## Goal of the exercise
Convert the lines of every row below into a numbered list, omitting any blank lines.

Object point labels:
* START *
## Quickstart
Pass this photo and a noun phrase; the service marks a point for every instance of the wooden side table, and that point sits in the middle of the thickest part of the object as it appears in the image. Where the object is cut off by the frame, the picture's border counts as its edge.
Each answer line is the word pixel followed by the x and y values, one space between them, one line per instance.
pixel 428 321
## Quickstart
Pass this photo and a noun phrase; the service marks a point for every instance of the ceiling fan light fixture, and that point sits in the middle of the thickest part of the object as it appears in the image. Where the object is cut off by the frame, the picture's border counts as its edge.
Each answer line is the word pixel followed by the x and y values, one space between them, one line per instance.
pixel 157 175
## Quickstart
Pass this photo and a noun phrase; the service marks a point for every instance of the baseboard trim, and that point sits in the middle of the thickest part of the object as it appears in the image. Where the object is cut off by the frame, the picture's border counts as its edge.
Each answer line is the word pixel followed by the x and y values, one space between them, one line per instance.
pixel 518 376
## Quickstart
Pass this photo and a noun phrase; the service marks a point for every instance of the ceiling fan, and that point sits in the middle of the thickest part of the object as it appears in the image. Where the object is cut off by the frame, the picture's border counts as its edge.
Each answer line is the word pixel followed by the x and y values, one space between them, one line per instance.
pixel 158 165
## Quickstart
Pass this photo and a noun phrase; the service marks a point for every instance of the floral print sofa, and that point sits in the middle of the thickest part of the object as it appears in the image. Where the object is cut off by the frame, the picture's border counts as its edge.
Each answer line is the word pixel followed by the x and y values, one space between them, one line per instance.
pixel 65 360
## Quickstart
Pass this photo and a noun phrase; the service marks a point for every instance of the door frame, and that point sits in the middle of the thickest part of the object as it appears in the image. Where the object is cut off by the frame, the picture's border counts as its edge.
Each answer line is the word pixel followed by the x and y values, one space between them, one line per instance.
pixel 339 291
* END *
## The reply
1. ## Quickstart
2. Pass this photo and a noun phrase; the service marks a point for every instance of the wooden side table, and that point sits in the middle of the thickest part of the object as it appears in the image. Where the object is cut off by the frame, the picture's border counts as its edge.
3. Each answer line is the word pixel followed by the x and y values, one space between them, one line per instance.
4. pixel 428 321
5. ## Quickstart
6. Pass this photo and a noun phrase; the service marks a point for every instance of the ceiling fan light fixture, and that point sits in the middle of the thickest part of the object as it appears in the image. Where the object is cut off by the frame, the picture's border counts as its edge.
7. Each answer line is the word pixel followed by the x and y values, one space between them, one line per instance.
8. pixel 157 175
9. ## Quickstart
10. Pass this photo and a noun phrase; the service marks a point for every instance of the baseboard trim, and that point sits in the middle of the thickest part of the object as it appears in the image. Where the object is cut off by the frame, the picture's border counts as its edge.
11. Each answer line is the word pixel followed by the x and y values, one space between them, one line per instance.
12. pixel 518 376
13. ## Quickstart
14. Pass this photo and a noun phrase; the service marks a point for every instance of the ceiling fan, and that point sits in the middle of the thickest part of the object as it appears in the image. Where the object is cut off by the frame, the picture's border counts as its edge.
15. Each answer line is the word pixel followed by the x and y values, one space between them, one line per instance.
16. pixel 158 165
17. ## Quickstart
18. Pass this photo and a noun phrase; the service marks a point for every instance of the floral print sofa, and that point sits in the middle of the thickest part of the object as it appears in the image. Where the object is cut off by the frame, the picture's border counts as its edge.
19. Each answer line is the word pixel followed by the x and y values, one space between them, one line per instance.
20. pixel 65 360
21. ## Quickstart
22. Pass this photo and a noun phrase; the service marks a point for every instance of the door frame, and that point sits in the middle of the thickest part of the object as it appears in the image. Where the object is cut off by the frame, the picture's border counts as its edge.
23. Each answer line is the word pixel followed by the x and y values, one space between them, one line per instance.
24. pixel 339 291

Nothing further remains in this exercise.